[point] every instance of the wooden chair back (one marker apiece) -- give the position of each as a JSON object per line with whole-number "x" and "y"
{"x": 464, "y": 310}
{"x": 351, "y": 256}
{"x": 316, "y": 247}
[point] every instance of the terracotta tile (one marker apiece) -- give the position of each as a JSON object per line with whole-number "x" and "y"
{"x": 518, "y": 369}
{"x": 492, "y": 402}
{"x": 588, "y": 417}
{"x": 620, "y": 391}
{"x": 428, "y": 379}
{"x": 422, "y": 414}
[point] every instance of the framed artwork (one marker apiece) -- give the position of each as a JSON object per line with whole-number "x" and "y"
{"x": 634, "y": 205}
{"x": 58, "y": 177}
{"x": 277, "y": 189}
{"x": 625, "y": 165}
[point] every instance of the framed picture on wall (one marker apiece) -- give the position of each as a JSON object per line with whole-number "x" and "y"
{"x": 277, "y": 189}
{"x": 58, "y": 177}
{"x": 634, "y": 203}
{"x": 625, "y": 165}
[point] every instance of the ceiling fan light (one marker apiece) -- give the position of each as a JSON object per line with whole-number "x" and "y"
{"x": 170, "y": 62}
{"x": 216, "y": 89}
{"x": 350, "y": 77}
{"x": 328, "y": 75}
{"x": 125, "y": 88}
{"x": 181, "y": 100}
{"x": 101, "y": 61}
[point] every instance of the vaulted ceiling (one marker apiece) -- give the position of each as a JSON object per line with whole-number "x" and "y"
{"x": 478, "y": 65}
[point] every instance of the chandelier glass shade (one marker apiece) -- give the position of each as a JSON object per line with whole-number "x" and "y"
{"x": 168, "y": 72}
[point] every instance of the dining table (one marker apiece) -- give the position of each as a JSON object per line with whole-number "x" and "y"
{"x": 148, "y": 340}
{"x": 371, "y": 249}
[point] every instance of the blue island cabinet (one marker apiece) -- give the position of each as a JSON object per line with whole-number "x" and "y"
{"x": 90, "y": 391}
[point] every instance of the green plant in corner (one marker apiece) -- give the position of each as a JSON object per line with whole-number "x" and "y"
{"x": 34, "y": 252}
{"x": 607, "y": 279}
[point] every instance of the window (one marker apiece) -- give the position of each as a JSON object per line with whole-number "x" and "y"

=-=-=-=-=

* What the task asks:
Reproduce the data exactly, altering nothing.

* Response to the exercise:
[point] every instance of the wooden chair back (one marker apiece) -- give the position of each as a JSON object per line with whole-number "x" and "y"
{"x": 464, "y": 310}
{"x": 351, "y": 256}
{"x": 316, "y": 247}
[point] every instance of the terracotta tile (one marker apiece) -- give the position of each as a JSON object per line with whole-number "x" and "y"
{"x": 518, "y": 369}
{"x": 492, "y": 402}
{"x": 588, "y": 417}
{"x": 620, "y": 391}
{"x": 428, "y": 379}
{"x": 422, "y": 414}
[point] every instance of the framed artwork (one marker apiece) -- give the position of each as a JSON object per line with whole-number "x" and "y"
{"x": 634, "y": 205}
{"x": 58, "y": 177}
{"x": 277, "y": 189}
{"x": 625, "y": 165}
[point] every instance of the framed picture on wall (one marker apiece) -- give the position of each as a JSON object per line with whole-number "x" and "y"
{"x": 277, "y": 189}
{"x": 58, "y": 177}
{"x": 634, "y": 203}
{"x": 625, "y": 165}
[point] every instance of the ceiling fan light (one marker apiece) -- give the position of each as a JSON object per line with whole-number "x" and "y"
{"x": 170, "y": 62}
{"x": 216, "y": 89}
{"x": 350, "y": 77}
{"x": 328, "y": 75}
{"x": 125, "y": 88}
{"x": 181, "y": 100}
{"x": 101, "y": 61}
[point] every instance of the vaulted ceiling (one marker apiece) -- give the position of each as a JSON object per line with whole-number "x" and "y"
{"x": 478, "y": 65}
[point] every instance of the chandelier glass shade (one marker apiece) -- give the position of each as a JSON object per line with whole-number "x" and "y"
{"x": 168, "y": 72}
[point] every instance of the dining table (one marker apiece) -- give the position of each as a JSON object per line with whole-number "x" and "y"
{"x": 148, "y": 340}
{"x": 371, "y": 249}
[point] every instance of the blue island cabinet (one marker apiece) -- give the position of each as a JSON object per line with whole-number "x" and "y"
{"x": 90, "y": 391}
[point] every instance of the green plant in corner (one marker apiece) -- give the position of each as a JSON object per line with whole-number "x" and "y"
{"x": 34, "y": 252}
{"x": 607, "y": 279}
[point] every instance of the window (one marker apiece) -- give the position of each as a JSON object per line with whole-number "x" and "y"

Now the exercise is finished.